## START Exercise materials
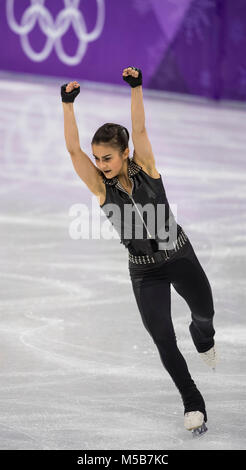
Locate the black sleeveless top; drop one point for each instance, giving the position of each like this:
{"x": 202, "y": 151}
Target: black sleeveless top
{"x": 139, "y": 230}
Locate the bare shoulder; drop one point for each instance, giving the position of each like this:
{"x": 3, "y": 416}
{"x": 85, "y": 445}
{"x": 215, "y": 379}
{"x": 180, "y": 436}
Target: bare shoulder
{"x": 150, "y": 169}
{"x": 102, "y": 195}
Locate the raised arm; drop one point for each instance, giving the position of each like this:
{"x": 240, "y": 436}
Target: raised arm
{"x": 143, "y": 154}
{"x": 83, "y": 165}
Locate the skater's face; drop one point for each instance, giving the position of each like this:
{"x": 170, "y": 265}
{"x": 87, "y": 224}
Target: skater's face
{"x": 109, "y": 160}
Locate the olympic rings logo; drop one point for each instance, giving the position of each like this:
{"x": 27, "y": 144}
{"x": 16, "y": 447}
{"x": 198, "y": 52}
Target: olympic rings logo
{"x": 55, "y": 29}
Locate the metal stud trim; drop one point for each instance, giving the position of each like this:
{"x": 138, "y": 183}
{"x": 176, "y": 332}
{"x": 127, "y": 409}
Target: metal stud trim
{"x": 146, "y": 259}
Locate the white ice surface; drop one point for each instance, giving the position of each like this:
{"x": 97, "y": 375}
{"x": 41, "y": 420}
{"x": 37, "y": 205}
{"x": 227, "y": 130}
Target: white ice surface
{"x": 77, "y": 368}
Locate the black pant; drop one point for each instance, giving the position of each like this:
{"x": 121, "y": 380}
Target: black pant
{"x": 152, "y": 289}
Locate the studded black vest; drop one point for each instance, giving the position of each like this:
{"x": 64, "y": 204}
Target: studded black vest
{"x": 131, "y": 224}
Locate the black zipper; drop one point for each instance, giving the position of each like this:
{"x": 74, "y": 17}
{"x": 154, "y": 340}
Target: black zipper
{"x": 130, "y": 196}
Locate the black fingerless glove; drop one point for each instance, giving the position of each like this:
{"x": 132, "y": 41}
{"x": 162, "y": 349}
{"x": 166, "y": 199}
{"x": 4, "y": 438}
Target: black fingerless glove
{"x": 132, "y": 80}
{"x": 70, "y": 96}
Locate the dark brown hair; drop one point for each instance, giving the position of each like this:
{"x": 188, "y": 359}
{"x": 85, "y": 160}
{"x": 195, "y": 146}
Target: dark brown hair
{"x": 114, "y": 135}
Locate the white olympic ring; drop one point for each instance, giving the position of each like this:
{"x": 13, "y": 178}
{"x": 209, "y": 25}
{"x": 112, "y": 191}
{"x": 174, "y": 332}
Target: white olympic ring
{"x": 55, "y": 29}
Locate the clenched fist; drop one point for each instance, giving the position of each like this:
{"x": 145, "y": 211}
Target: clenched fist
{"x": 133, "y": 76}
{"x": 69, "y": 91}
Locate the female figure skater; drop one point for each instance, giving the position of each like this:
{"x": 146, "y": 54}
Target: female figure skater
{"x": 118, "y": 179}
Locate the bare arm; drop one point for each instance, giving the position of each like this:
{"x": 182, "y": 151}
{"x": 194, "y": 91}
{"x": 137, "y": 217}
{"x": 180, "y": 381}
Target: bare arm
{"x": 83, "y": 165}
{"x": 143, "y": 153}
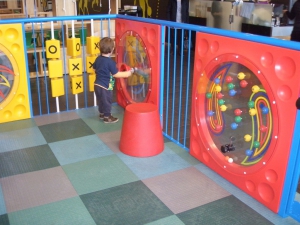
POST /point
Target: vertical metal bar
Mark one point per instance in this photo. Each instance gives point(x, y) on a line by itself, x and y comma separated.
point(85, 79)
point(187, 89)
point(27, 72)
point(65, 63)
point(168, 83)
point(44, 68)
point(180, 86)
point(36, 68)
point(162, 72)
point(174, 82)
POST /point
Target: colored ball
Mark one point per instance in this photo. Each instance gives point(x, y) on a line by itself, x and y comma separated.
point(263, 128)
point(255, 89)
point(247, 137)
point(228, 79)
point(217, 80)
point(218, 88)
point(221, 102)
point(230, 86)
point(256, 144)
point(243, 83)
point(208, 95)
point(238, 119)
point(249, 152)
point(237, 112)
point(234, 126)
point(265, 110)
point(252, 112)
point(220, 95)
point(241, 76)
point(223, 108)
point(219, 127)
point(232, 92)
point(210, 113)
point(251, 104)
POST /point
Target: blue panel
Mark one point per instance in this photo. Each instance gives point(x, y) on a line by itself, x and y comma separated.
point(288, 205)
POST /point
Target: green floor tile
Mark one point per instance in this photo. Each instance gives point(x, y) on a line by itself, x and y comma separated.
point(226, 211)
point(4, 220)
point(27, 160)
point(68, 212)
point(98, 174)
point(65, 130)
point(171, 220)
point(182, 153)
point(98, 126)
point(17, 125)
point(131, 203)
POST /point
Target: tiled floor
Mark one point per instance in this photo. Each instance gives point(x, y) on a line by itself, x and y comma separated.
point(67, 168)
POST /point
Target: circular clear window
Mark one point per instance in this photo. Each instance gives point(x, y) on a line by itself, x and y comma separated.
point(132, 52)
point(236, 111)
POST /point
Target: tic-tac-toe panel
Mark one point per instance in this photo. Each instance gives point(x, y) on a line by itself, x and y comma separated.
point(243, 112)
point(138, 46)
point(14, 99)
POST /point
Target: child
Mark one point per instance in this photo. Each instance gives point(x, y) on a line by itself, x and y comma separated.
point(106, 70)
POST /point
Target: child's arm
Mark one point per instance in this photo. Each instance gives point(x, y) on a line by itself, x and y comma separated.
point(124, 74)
## END Exercise materials
▸ **Problem to solve**:
Every entry should be returned exactly as written, minus the pictures.

▸ **Answer in full**:
Locate the black sleeveless top; drop one point for each instance, giving the position of each like this:
{"x": 202, "y": 151}
Target: black sleeveless top
{"x": 139, "y": 230}
Locate the bare shoulder; drop one point for each instance, giving the position of each like this:
{"x": 3, "y": 416}
{"x": 85, "y": 445}
{"x": 215, "y": 379}
{"x": 180, "y": 436}
Target: bare shoulder
{"x": 150, "y": 169}
{"x": 102, "y": 195}
Locate the raised arm; drop one point for each instance, giving the position of each like this:
{"x": 240, "y": 436}
Target: raised arm
{"x": 143, "y": 154}
{"x": 83, "y": 165}
Locate the skater's face; drop one point for each instance, giving the position of each like this:
{"x": 170, "y": 265}
{"x": 87, "y": 224}
Target: skater's face
{"x": 109, "y": 160}
Locate the olympic rings logo; drop one point for each instance, giving the position of each like this:
{"x": 27, "y": 144}
{"x": 16, "y": 447}
{"x": 198, "y": 52}
Target: olympic rings logo
{"x": 55, "y": 29}
Locate the metal stud trim; drop one point for each instance, giving the position of each like this:
{"x": 138, "y": 183}
{"x": 176, "y": 332}
{"x": 127, "y": 409}
Target: metal stud trim
{"x": 146, "y": 259}
Locate the white ice surface; drop one point for each instance, giving the position of each like this:
{"x": 97, "y": 375}
{"x": 41, "y": 420}
{"x": 37, "y": 205}
{"x": 227, "y": 130}
Target: white ice surface
{"x": 77, "y": 368}
Locate the black pant; drop one point for each instance, giving the position of each like this:
{"x": 121, "y": 380}
Target: black pant
{"x": 152, "y": 289}
Locate the studded black vest; drop one point for each instance, giving the position of each like this:
{"x": 64, "y": 204}
Target: studded black vest
{"x": 131, "y": 224}
Locate the black zipper; drop one point for each instance, giving the position of each like this:
{"x": 74, "y": 17}
{"x": 154, "y": 340}
Target: black zipper
{"x": 130, "y": 196}
Locate the black fingerless glove; drop one point for each instance, giving the position of each like this:
{"x": 132, "y": 41}
{"x": 162, "y": 349}
{"x": 166, "y": 199}
{"x": 4, "y": 438}
Target: black fingerless glove
{"x": 132, "y": 80}
{"x": 70, "y": 96}
Locate the dark brown hair; drop one point for each instance, giving the position of each like this:
{"x": 188, "y": 359}
{"x": 85, "y": 160}
{"x": 195, "y": 146}
Target: dark brown hair
{"x": 114, "y": 135}
Locate the white olympic ring; drop one point for each instance, giving the position of each like this:
{"x": 13, "y": 178}
{"x": 209, "y": 25}
{"x": 112, "y": 191}
{"x": 174, "y": 332}
Target: white olympic ring
{"x": 55, "y": 29}
Locate the clenched fist; drop one point for each instance, giving the position of each like this:
{"x": 145, "y": 211}
Target: clenched fist
{"x": 133, "y": 76}
{"x": 69, "y": 91}
Locate the female figure skater; drop one point for each instance, giving the position of each like this:
{"x": 146, "y": 54}
Target: female figure skater
{"x": 118, "y": 179}
Locate the bare arm; drop one point for each instance, giving the position of each like this:
{"x": 182, "y": 151}
{"x": 194, "y": 91}
{"x": 137, "y": 217}
{"x": 180, "y": 381}
Target: bare arm
{"x": 83, "y": 165}
{"x": 143, "y": 153}
POST /point
Target: vertical metal bar
Mark one point per instance in this photo. Each instance gives point(x, y) on a line by itself, x and y comma separated.
point(85, 79)
point(187, 89)
point(27, 72)
point(65, 63)
point(168, 83)
point(44, 68)
point(180, 86)
point(36, 68)
point(162, 72)
point(174, 82)
POST /point
Target: colored ball
Mark one point per instance in this photo. Each instance gives point(x, y) on a line by itself, x and y comma separated.
point(263, 128)
point(255, 89)
point(247, 137)
point(228, 79)
point(217, 80)
point(218, 88)
point(221, 102)
point(230, 86)
point(256, 144)
point(243, 83)
point(208, 95)
point(238, 119)
point(249, 152)
point(237, 112)
point(234, 126)
point(265, 110)
point(252, 112)
point(220, 95)
point(241, 76)
point(223, 108)
point(219, 127)
point(232, 92)
point(210, 113)
point(251, 104)
POST /point
Target: blue panel
Mark one point per instance in this photo. Each instance gives point(x, y) on a line by itself, x and y comma separated.
point(288, 205)
POST /point
Target: green floor tile
Mark one point per instance in this photo. Each instance gives point(x, y) on a line by itself, x and y comma separated.
point(226, 211)
point(4, 220)
point(27, 160)
point(68, 212)
point(98, 174)
point(65, 130)
point(171, 220)
point(182, 153)
point(98, 126)
point(17, 125)
point(131, 203)
POST /point
Target: tiled floor
Mark one point per instance in this photo. Each instance gives point(x, y) on a line by itself, x and y comma separated.
point(67, 168)
POST /point
Target: circular clear window
Mark one point per instance in this photo. Each instance gives point(x, y) on a line by itself, x and y comma separated.
point(132, 52)
point(236, 111)
POST /point
Target: tic-tac-toe panel
Mark one point per instance in this photo. Each instance gives point(x, y) on a line by itself, x and y comma separated.
point(243, 112)
point(138, 46)
point(14, 99)
POST /point
Target: child
Mark one point per instance in this photo. Each instance gives point(x, y) on a line by itself, x and y comma separated.
point(106, 70)
POST /point
Target: child's arm
Mark one point per instance in this photo. Each instance gives point(x, y) on a line by itself, x and y comma separated.
point(124, 74)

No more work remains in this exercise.